--- start Extract provided ---
How to get distinct values of afeild in ES? - elasticsearch

I am trying to calculate distinct values of a field in ES. For example if I have an index containing documents like:
{
"NAME": "XYZ",
"TITLE": "ABC"
}
{
"NAME": "RTY",
"TITLE": "BNM"
}
I want to have an output like this:
{
"took": 1,
"timed_out": false,
"_shards": {
"total": 5,
"successful": 5,
"failed": 0
},
"hits": {
"total": 10000,
"max_score": 1,
"hits": [
{
"_index": "record_new",
"_type": "record_new",
"_id": "AWChga1952qKS23vpN8J",
"_score": 1,
"_source": {
"TITLE":{
"ABC",
"BNM"
}
}
}]
}
}
How can I get the distinct values in "title" field in this format. I have tried using aggregation but the output is very weired. Please help.

Test Data:
PUT http://localhost:9200/stackoverflow/os/1
{
"NAME": "XYZ",
"TITLE": "LINUX OS"
}
PUT http://localhost:9200/stackoverflow/os/1
{
"NAME": "XYZ",
"TITLE": "WINDOWS SERVER"
}
First Query Attempt:
Note I have used POST here instead of GET since most REST clients do not support payload with GET.
POST http://localhost:9200/stackoverflow/_search
{
"size":0,
"aggs":{
"uniq_soft_tags":{
"terms":{
"field":"TITLE"
}
}
}
}
If you did not give a mapping for your data and run the above, most probably you'll end up with below error.
--- end Extract provided ---
### Objective 1
From the Elasticsearch thread, return the passage starting with "POST http://localhost:9200/stackoverflow/_search" and going on through "with below error.".
The Elasticsearch thread and the rows that follow it have no connection.
--- start Excerpted data ---
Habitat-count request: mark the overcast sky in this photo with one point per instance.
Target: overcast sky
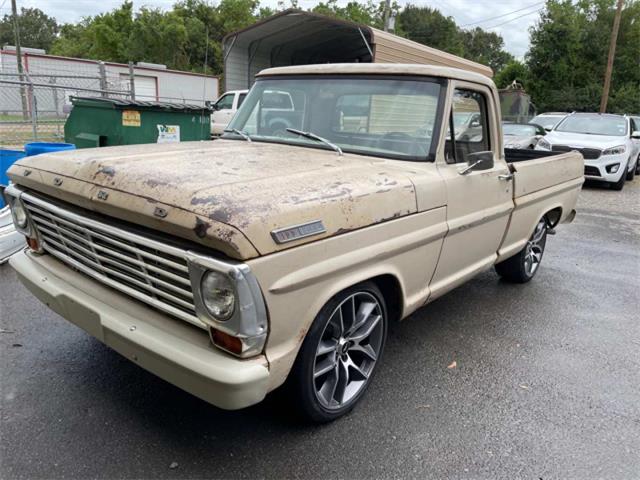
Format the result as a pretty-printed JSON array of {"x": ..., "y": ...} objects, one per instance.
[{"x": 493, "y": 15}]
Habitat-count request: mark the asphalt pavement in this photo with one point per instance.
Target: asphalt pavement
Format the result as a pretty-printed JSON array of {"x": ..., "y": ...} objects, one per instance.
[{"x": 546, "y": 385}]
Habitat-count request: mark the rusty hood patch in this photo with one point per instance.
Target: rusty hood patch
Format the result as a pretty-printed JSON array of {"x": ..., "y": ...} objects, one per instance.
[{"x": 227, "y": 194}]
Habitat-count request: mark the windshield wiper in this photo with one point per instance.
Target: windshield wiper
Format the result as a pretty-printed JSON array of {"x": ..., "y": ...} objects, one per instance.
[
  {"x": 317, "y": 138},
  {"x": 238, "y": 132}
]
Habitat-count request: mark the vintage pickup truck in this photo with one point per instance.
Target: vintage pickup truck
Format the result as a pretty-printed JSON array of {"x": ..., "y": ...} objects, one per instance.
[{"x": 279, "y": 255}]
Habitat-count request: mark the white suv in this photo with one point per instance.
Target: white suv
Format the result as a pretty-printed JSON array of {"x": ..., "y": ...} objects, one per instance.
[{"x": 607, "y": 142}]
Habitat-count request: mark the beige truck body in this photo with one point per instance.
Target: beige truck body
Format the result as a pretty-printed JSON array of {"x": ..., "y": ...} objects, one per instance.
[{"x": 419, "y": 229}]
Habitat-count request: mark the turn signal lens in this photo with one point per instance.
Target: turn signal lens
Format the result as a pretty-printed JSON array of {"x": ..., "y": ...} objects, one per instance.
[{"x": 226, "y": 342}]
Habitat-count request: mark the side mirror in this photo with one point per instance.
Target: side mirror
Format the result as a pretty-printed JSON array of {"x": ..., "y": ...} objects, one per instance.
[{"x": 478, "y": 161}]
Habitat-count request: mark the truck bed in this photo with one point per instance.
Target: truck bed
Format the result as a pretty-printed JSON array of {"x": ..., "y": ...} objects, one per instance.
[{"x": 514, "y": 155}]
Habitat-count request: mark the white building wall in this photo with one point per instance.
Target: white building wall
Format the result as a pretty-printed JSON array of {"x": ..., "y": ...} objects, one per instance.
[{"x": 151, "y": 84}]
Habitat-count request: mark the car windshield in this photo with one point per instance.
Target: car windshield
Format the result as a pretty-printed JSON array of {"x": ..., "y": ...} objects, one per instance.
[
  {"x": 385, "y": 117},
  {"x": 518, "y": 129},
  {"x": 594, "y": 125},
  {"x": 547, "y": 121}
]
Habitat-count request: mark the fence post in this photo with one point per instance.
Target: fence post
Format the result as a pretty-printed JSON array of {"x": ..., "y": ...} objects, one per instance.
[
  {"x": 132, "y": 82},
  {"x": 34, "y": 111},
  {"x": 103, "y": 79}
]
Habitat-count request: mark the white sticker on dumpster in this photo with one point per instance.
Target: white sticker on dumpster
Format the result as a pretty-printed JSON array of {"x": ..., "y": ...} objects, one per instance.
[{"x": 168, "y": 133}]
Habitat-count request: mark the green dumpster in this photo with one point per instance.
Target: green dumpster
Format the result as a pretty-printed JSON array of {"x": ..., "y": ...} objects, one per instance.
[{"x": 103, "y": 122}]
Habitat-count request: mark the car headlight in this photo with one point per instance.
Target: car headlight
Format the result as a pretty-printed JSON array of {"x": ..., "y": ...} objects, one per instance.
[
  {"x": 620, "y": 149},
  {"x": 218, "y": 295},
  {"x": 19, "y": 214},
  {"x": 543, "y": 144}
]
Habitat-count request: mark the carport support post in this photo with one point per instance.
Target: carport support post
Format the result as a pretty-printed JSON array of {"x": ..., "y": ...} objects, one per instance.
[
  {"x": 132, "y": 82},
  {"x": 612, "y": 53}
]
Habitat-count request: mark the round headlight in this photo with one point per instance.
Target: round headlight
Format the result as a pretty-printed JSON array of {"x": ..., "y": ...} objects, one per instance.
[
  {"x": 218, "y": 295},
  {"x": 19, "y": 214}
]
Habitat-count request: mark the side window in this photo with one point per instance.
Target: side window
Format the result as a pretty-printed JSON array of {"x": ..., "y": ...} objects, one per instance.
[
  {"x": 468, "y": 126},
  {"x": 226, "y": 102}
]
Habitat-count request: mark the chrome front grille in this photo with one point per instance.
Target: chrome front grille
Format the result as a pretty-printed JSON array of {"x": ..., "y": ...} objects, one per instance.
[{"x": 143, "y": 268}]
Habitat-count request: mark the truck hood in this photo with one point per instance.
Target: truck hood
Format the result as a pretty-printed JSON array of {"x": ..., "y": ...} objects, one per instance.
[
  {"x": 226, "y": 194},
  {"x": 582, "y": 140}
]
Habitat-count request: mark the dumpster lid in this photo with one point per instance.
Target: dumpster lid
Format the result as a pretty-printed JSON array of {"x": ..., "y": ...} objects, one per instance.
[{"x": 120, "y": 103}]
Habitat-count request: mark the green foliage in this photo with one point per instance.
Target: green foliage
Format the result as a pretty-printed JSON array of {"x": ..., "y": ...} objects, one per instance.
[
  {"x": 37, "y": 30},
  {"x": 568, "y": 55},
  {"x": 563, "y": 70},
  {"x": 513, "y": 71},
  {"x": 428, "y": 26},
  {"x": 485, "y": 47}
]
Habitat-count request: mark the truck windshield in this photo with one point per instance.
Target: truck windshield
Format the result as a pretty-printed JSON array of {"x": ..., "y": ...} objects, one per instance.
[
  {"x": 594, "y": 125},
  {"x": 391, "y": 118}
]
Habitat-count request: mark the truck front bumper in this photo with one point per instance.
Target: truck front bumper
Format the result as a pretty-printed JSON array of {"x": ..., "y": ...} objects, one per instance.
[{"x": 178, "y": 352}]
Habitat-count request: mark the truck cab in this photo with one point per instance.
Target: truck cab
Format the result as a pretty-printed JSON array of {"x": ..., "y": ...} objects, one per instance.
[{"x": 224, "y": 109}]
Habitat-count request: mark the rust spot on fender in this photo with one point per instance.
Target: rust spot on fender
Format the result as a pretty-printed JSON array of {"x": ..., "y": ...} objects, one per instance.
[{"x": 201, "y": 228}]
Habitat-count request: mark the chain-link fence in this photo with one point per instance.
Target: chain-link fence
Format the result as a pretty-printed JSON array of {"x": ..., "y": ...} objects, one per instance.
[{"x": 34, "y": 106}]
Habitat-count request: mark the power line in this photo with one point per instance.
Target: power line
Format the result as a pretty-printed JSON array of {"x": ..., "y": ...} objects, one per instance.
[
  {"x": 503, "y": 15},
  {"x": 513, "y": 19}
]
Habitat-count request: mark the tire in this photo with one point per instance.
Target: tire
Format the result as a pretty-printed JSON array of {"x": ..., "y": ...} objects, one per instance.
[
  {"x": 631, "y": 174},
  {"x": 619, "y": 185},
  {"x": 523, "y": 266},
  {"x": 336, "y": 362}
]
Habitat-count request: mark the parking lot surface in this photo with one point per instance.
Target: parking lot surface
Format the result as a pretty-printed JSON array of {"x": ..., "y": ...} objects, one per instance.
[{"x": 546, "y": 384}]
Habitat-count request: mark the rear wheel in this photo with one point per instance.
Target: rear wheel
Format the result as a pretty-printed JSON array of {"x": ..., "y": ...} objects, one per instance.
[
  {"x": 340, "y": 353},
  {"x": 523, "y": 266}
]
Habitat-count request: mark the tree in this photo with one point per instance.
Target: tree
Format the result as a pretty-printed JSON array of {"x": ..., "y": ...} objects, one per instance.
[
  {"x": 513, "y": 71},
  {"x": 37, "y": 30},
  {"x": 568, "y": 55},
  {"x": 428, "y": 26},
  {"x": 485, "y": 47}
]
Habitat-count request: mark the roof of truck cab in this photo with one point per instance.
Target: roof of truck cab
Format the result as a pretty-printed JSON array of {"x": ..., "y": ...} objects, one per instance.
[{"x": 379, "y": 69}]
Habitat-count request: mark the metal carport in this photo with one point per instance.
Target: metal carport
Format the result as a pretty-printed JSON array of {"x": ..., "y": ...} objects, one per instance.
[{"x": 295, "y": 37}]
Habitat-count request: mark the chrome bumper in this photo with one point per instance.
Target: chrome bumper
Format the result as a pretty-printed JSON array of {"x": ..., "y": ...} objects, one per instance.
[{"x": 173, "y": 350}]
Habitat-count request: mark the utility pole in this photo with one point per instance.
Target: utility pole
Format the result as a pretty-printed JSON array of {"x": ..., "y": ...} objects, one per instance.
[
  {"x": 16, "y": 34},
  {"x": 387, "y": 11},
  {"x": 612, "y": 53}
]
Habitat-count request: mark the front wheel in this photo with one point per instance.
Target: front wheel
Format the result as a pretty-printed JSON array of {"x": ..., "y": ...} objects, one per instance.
--- end Excerpted data ---
### Objective 2
Identify each line of the rows that contains the string "rear", and copy those lines.

### Output 1
POST http://localhost:9200/stackoverflow/_search
{
"size":0,
"aggs":{
"uniq_soft_tags":{
"terms":{
"field":"TITLE"
}
}
}
}
If you did not give a mapping for your data and run the above, most probably you'll end up with below error.

### Output 2
Habitat-count request: mark the rear wheel in this photo with one point per instance.
Target: rear wheel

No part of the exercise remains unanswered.